What is expected: Print all records exactly, leaving nothing out.

Dataset extract:
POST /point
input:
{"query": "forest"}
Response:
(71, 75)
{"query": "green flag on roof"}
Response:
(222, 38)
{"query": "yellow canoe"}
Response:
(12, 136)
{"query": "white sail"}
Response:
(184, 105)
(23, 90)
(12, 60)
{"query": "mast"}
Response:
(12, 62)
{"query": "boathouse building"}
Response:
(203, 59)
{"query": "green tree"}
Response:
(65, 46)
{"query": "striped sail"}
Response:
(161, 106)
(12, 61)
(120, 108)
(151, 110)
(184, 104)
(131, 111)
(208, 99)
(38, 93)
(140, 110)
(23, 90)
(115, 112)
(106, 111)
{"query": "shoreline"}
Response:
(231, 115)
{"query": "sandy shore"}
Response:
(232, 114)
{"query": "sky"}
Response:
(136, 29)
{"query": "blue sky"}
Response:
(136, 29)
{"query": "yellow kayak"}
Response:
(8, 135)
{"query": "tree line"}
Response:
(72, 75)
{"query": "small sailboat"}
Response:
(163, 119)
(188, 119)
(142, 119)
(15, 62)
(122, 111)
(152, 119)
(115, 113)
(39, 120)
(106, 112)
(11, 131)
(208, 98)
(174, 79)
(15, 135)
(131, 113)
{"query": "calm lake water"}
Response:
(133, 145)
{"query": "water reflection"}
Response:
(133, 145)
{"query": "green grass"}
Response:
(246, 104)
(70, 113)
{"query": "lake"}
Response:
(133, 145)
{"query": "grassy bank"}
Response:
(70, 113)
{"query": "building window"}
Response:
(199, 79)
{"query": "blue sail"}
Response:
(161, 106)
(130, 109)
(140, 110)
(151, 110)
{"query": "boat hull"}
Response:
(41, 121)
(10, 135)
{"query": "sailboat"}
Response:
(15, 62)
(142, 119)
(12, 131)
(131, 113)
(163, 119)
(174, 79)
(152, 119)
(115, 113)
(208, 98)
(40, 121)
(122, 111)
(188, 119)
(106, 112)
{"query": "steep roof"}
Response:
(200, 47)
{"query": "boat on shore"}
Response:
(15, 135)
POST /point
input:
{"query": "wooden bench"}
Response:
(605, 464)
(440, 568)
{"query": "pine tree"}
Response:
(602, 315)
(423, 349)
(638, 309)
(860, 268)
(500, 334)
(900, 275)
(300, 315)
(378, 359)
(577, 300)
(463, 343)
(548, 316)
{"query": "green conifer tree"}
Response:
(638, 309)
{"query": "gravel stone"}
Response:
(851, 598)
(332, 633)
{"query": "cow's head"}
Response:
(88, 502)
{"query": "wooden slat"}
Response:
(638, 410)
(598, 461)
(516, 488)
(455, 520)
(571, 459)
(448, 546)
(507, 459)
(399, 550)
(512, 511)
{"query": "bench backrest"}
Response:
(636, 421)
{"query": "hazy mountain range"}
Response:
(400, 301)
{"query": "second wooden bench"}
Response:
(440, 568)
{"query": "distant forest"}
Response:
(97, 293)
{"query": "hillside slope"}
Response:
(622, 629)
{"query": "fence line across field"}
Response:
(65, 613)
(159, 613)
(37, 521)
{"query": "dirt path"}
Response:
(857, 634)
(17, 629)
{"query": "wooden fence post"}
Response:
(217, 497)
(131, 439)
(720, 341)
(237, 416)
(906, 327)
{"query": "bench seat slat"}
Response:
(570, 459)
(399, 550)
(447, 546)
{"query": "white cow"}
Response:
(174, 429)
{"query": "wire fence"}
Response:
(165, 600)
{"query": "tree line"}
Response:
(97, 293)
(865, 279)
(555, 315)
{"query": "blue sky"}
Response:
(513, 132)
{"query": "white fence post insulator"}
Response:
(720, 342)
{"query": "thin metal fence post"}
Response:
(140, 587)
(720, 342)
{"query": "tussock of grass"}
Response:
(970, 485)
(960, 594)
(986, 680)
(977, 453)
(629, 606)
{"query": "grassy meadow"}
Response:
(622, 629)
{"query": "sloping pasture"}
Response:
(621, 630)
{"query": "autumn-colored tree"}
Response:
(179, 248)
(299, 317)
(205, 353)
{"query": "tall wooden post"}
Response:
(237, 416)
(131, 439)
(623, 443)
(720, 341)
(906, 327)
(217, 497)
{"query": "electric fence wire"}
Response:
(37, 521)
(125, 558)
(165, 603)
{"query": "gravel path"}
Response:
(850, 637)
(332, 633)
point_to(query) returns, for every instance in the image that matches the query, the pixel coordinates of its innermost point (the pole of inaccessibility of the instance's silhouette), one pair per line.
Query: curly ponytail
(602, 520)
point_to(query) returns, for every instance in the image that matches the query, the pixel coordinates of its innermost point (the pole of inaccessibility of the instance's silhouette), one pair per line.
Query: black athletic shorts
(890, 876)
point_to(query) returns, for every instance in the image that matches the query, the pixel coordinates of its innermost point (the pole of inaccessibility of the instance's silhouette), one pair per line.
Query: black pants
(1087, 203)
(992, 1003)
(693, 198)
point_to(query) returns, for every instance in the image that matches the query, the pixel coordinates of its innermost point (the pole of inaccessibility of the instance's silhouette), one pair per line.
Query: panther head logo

Solution:
POST /point
input:
{"query": "forest"}
Response:
(71, 75)
{"query": "green flag on roof"}
Response:
(222, 38)
{"query": "yellow canoe"}
Response:
(12, 136)
{"query": "white sail"}
Response:
(184, 105)
(23, 90)
(12, 60)
{"query": "mast"}
Response:
(12, 62)
{"query": "boathouse building"}
Response:
(203, 59)
{"query": "green tree"}
Response:
(65, 46)
{"query": "striped sail"}
Response:
(161, 106)
(12, 61)
(120, 108)
(151, 110)
(184, 104)
(131, 111)
(208, 99)
(38, 93)
(140, 110)
(23, 90)
(115, 112)
(106, 111)
{"query": "shoreline"}
Response:
(231, 115)
{"query": "sandy shore"}
Response:
(232, 114)
{"query": "sky"}
Response:
(136, 29)
{"query": "blue sky"}
Response:
(136, 29)
{"query": "yellow kayak"}
Response:
(8, 135)
{"query": "tree line"}
Response:
(72, 75)
{"query": "small sailboat"}
Response:
(163, 119)
(188, 119)
(142, 119)
(15, 62)
(122, 111)
(152, 119)
(115, 113)
(39, 120)
(106, 112)
(11, 131)
(208, 98)
(174, 79)
(15, 135)
(131, 113)
{"query": "calm lake water"}
Response:
(133, 145)
{"query": "water reflection"}
Response:
(133, 145)
{"query": "green grass"}
Response:
(246, 104)
(70, 113)
{"query": "lake"}
Response:
(133, 145)
{"query": "grassy bank"}
Response:
(70, 113)
{"query": "building window"}
Response:
(199, 79)
{"query": "blue sail"}
Response:
(161, 106)
(130, 109)
(140, 110)
(151, 110)
{"query": "boat hull"}
Response:
(41, 121)
(10, 135)
{"query": "sailboat"}
Response:
(15, 62)
(142, 119)
(12, 131)
(131, 113)
(163, 119)
(174, 79)
(152, 119)
(115, 113)
(208, 98)
(40, 121)
(122, 111)
(188, 119)
(106, 112)
{"query": "steep roof"}
Response:
(200, 47)
{"query": "boat on shore"}
Response:
(15, 135)
POST /point
input:
{"query": "wooden bench"}
Response:
(605, 464)
(440, 568)
{"query": "pine tree"}
Response:
(602, 315)
(423, 349)
(638, 309)
(860, 268)
(500, 334)
(900, 275)
(300, 315)
(378, 359)
(577, 300)
(463, 343)
(548, 316)
{"query": "green conifer tree"}
Response:
(638, 309)
{"query": "gravel stone"}
Response:
(851, 598)
(332, 633)
{"query": "cow's head"}
Response:
(88, 502)
{"query": "wooden slat"}
Response:
(638, 410)
(598, 461)
(516, 488)
(455, 520)
(571, 459)
(448, 546)
(507, 459)
(399, 550)
(512, 511)
{"query": "bench backrest"}
Response:
(636, 421)
{"query": "hazy mountain range"}
Response:
(400, 301)
{"query": "second wooden bench"}
Response:
(440, 568)
{"query": "distant forest"}
Response:
(97, 293)
{"query": "hillside slope"}
Response:
(622, 629)
{"query": "fence line across field"}
Response:
(65, 613)
(159, 613)
(37, 521)
{"query": "dirt path"}
Response:
(857, 634)
(17, 629)
{"query": "wooden fence post"}
Response:
(217, 497)
(131, 439)
(720, 341)
(237, 416)
(906, 327)
{"query": "bench seat slat"}
Response:
(570, 459)
(399, 550)
(447, 546)
{"query": "white cow"}
Response:
(174, 429)
{"query": "wire fence"}
Response:
(165, 600)
{"query": "tree line"}
Response:
(97, 293)
(865, 279)
(555, 315)
{"query": "blue sky"}
Response:
(513, 132)
{"query": "white fence post insulator"}
Response:
(720, 342)
{"query": "thin metal fence post"}
Response:
(140, 587)
(720, 342)
{"query": "tussock of grass"}
Response:
(970, 485)
(960, 594)
(986, 680)
(977, 453)
(629, 606)
{"query": "grassy meadow"}
Response:
(622, 629)
{"query": "sloping pasture"}
Response:
(621, 630)
{"query": "autumn-colored tree"}
Response:
(179, 248)
(299, 317)
(205, 353)
{"query": "tall wooden post"}
Response:
(237, 416)
(131, 439)
(623, 443)
(720, 341)
(906, 327)
(217, 497)
{"query": "electric fence wire"}
Response:
(37, 521)
(125, 558)
(165, 603)
{"query": "gravel path"}
Response:
(850, 637)
(332, 633)
point_to(query) returns, for every instance in the image that matches the query, the pixel coordinates of its innermost point (the pole of inaccessibility of the instance's silhouette), one pair per line.
Query: curly ponytail
(602, 520)
point_to(query) returns, for every instance in the image that matches the query, the pixel coordinates of its innermost point (the pole of inaccessibility of the instance's silhouette), one pair per line.
Query: black athletic shorts
(890, 876)
point_to(query) returns, for every instance in the image that matches the query, the pixel coordinates of its innermost point (the pole of inaccessibility of the instance's silhouette), one pair per line.
Query: black pants
(1087, 203)
(992, 1003)
(693, 198)
point_to(query) returns, for every instance in the image that matches the query, the pixel coordinates of its innermost point (the pole of inaccessibility of the instance's silhouette), one pair per line.
Query: panther head logo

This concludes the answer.